### Task brief
Starting at the line with "Would you be able to indicate the tall", transcribe each line through the final one, both included, and add nothing.
[START Records to use]
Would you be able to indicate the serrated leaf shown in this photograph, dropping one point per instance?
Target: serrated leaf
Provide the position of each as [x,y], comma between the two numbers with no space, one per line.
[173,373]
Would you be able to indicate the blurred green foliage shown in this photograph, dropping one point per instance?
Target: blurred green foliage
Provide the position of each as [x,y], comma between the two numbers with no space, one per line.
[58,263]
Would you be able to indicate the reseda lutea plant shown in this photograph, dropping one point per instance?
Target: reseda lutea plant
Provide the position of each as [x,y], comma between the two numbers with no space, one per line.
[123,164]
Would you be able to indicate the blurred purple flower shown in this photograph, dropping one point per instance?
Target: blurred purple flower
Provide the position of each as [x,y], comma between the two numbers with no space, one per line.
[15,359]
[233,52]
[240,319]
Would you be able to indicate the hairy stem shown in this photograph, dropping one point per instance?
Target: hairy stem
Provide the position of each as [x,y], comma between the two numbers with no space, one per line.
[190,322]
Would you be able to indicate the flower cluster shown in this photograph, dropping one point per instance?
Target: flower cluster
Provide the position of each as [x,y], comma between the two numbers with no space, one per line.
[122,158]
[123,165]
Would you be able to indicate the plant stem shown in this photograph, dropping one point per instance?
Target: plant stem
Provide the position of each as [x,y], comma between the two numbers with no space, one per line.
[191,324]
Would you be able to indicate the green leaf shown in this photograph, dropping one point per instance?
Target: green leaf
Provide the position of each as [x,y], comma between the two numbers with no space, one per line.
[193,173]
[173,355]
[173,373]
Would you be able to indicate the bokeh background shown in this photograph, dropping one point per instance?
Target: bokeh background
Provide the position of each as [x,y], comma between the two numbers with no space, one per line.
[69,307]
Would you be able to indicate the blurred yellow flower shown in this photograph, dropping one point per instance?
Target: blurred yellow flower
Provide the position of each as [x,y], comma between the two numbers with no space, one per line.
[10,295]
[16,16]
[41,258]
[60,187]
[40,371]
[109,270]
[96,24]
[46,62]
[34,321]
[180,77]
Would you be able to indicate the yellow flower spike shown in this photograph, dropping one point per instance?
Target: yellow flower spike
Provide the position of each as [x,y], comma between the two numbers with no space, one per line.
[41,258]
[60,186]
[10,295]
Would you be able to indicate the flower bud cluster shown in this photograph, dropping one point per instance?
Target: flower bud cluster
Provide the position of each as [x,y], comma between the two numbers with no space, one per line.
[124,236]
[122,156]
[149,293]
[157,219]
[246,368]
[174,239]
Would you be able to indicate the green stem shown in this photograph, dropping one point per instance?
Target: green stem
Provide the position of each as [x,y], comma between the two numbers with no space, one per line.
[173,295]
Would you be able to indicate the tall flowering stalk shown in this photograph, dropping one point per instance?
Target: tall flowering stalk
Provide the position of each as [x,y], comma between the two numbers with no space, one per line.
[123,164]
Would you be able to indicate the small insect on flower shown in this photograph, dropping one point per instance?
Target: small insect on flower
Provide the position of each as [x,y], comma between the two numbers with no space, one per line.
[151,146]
[END Records to use]
### Written answer
Would you be able to indicate the tall flowering stalk shown in this photograph, dropping one point per instance?
Target: tall flowering stalk
Provide the position of each as [x,y], comma between the two numbers with no space, one per line.
[123,164]
Would you be able to indicate the small insect on flower shown in this photograph, dropping one point per instance?
Target: small insect on flower
Provide the position of each as [x,y], comma between the two numbers with no space, one per line.
[151,146]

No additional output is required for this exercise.